Stored data –
▼
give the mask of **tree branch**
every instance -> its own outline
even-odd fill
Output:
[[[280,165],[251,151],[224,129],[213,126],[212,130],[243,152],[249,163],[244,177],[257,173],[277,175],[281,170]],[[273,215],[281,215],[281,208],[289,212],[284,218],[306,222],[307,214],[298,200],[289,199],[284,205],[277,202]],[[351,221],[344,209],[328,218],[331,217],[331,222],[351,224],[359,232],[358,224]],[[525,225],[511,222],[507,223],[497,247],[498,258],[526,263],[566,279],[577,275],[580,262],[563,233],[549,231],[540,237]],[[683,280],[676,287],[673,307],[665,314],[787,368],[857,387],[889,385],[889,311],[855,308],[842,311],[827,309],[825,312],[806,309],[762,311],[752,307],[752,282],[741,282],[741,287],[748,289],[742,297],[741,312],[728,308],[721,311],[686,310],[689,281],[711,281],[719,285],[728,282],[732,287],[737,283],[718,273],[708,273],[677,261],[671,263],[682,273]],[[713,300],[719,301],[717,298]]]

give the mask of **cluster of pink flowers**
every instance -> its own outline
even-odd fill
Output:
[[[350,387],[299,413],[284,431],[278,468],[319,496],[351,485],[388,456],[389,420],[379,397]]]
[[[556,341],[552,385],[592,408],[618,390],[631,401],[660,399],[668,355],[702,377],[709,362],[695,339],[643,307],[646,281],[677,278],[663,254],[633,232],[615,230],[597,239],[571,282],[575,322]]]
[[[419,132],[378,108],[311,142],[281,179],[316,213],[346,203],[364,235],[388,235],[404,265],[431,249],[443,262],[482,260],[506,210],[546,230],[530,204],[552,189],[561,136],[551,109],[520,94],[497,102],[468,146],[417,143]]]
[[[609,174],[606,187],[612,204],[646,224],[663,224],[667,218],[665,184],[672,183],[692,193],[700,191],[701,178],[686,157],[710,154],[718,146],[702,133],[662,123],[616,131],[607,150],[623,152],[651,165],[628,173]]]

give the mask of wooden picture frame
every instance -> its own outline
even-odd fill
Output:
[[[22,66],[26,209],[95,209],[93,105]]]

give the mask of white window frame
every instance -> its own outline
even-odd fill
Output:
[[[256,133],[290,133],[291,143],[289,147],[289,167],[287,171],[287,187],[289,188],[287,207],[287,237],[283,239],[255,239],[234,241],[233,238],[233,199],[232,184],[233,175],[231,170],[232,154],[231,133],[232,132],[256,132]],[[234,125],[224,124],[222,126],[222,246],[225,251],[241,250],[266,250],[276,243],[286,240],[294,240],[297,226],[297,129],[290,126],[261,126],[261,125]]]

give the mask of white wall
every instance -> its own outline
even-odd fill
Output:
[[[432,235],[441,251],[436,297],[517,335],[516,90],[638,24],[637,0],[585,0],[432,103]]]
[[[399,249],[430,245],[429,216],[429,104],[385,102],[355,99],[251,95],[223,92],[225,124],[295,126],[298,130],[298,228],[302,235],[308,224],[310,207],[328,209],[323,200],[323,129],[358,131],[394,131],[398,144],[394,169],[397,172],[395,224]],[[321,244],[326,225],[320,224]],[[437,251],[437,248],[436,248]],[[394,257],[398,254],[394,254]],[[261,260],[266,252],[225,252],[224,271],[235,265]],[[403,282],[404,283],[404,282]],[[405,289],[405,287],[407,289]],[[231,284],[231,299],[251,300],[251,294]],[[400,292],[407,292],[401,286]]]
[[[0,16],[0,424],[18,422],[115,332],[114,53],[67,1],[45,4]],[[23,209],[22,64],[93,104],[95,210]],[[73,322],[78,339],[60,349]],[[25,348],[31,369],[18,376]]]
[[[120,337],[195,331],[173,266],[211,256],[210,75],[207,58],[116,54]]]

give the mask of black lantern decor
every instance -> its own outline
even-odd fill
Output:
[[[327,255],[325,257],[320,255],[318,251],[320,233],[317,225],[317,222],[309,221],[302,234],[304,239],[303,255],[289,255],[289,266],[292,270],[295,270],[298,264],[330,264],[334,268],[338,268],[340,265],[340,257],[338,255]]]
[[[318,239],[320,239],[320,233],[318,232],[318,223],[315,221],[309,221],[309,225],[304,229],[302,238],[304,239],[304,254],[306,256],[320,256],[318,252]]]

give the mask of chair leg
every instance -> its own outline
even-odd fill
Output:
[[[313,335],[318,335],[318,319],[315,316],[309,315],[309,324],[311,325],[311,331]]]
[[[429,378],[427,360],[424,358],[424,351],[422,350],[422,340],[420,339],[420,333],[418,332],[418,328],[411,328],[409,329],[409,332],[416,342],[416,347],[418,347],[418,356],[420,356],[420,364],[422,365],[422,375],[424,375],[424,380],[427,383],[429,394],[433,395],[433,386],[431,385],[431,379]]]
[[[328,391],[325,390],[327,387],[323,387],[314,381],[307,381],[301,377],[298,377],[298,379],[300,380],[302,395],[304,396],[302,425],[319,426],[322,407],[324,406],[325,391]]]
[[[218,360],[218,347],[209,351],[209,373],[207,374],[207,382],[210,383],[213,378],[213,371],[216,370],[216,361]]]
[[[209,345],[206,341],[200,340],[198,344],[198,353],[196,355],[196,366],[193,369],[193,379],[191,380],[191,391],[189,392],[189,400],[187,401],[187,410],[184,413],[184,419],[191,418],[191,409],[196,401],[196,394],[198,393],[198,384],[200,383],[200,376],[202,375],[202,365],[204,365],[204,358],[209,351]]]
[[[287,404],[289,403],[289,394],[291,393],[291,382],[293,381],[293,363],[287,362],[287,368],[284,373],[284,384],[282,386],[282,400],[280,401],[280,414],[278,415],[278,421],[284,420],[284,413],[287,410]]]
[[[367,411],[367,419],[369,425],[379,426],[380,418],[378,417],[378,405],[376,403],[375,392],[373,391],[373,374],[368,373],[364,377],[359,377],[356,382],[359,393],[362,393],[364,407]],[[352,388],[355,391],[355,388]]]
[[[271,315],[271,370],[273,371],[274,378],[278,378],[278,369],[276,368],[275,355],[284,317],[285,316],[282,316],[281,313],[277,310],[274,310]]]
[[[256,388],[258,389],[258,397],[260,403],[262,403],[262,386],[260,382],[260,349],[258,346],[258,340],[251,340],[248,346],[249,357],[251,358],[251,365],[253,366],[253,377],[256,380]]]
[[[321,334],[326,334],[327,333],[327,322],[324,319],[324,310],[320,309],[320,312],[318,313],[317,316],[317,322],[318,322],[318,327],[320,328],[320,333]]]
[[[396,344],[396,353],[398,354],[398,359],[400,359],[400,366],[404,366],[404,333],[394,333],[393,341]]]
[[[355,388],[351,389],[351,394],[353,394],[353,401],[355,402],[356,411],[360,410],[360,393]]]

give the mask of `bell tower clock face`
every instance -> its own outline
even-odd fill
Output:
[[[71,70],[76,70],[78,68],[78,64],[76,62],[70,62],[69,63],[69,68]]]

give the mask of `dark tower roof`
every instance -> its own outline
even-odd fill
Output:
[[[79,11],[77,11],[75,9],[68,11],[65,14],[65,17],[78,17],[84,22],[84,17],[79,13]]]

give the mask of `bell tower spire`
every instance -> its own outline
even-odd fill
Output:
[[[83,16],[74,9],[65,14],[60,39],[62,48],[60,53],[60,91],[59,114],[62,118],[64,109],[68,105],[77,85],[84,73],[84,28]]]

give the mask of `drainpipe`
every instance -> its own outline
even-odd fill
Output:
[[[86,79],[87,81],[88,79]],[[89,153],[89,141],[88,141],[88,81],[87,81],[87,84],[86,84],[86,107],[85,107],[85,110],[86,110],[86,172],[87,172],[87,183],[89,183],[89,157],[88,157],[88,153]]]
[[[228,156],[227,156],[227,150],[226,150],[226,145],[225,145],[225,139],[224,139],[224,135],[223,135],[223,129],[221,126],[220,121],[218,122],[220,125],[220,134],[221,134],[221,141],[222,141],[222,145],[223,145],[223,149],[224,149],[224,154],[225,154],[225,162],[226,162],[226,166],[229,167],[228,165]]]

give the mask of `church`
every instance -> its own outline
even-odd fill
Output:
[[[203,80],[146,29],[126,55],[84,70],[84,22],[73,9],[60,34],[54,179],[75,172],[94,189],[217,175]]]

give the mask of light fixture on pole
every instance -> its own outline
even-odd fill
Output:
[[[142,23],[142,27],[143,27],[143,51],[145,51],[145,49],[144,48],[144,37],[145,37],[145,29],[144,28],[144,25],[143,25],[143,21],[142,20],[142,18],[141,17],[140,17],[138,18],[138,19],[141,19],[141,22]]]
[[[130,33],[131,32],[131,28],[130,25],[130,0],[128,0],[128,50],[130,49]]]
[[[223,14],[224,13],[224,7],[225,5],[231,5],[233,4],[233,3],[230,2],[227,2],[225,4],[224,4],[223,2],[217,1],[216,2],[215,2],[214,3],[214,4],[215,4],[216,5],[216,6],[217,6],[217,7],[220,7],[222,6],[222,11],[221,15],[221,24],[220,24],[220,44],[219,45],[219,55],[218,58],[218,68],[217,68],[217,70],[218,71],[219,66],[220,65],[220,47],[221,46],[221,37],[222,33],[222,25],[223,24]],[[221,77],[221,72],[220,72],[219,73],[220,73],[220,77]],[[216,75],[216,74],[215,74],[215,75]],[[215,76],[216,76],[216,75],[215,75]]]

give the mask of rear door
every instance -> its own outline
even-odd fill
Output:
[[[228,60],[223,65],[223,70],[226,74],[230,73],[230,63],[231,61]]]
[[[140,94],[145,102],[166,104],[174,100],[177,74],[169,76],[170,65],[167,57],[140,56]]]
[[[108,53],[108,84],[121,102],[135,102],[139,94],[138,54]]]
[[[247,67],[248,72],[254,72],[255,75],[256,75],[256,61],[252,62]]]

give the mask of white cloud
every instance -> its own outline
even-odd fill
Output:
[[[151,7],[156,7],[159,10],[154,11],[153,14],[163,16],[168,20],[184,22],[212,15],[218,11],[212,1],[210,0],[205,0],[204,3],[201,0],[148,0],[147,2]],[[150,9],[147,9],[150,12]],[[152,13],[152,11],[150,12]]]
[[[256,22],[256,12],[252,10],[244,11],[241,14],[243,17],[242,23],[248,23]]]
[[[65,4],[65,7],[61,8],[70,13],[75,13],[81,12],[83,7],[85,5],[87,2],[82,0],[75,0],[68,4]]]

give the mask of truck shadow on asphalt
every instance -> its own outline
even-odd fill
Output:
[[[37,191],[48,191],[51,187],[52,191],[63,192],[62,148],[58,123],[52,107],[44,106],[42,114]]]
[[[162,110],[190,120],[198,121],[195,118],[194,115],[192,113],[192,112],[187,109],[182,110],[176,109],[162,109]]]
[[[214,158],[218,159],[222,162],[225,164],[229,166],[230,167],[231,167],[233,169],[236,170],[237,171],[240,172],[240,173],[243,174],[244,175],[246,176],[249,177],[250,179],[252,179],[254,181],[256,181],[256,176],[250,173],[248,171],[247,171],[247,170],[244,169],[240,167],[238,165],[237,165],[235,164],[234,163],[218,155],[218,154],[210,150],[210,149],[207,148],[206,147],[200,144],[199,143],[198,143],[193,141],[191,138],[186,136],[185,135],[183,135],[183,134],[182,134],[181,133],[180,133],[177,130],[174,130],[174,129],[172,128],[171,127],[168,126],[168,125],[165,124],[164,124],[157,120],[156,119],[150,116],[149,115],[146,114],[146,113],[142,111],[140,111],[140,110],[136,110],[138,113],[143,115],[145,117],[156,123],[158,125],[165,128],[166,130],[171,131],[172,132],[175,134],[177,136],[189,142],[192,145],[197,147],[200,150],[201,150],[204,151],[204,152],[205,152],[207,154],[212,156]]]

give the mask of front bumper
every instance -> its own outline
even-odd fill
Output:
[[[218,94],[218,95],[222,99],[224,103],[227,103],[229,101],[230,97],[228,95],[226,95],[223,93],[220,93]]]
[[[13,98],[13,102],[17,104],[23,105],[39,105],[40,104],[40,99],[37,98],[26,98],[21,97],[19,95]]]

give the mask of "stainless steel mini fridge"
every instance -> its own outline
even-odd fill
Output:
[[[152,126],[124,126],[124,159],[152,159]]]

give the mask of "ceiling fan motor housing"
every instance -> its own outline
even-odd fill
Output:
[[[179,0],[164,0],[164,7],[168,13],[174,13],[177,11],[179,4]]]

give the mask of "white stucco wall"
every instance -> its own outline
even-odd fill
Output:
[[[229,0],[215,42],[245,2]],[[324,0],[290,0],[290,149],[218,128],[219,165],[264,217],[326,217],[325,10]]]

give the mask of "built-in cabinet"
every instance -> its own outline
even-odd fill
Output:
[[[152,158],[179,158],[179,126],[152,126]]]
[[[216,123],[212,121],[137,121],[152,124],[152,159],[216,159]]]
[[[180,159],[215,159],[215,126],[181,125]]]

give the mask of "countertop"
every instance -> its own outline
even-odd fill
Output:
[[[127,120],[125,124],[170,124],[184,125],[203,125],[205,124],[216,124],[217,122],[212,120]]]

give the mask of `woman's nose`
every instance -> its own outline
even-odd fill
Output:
▲
Begin at the line containing "give the mask of front bumper" and reproduce each line through the end of the records above.

give the mask of front bumper
every instance -> its own outline
even-odd fill
Output:
[[[218,94],[218,95],[222,99],[224,103],[227,103],[229,101],[230,97],[228,95],[226,95],[223,93],[220,93]]]
[[[13,98],[13,102],[17,104],[23,105],[39,105],[40,104],[40,99],[37,98],[26,98],[21,97],[19,95]]]

give the mask of "stainless steel mini fridge"
every instance -> its own outline
even-odd fill
Output:
[[[152,126],[124,126],[124,159],[152,159]]]

give the mask of "ceiling fan motor housing"
every instance -> its own outline
even-odd fill
Output:
[[[179,0],[164,0],[164,7],[168,13],[174,13],[177,11],[179,4]]]

give the mask of "white stucco wall"
every instance -> its own outline
even-odd fill
Output:
[[[229,0],[215,42],[245,2]],[[324,0],[290,0],[290,149],[218,128],[219,165],[264,217],[326,217],[325,10]]]

give the mask of "built-in cabinet"
every instance -> its own outline
even-odd fill
Output:
[[[152,158],[179,158],[179,126],[152,126]]]
[[[216,123],[212,121],[137,121],[152,124],[152,159],[216,159]]]
[[[180,159],[215,159],[215,126],[181,125]]]

give the mask of "countertop"
every instance -> its own outline
even-odd fill
Output:
[[[127,120],[125,124],[170,124],[184,125],[203,125],[205,124],[216,124],[217,122],[212,120]]]

give the mask of `woman's nose`
every instance -> its own outline
even-odd fill
Output:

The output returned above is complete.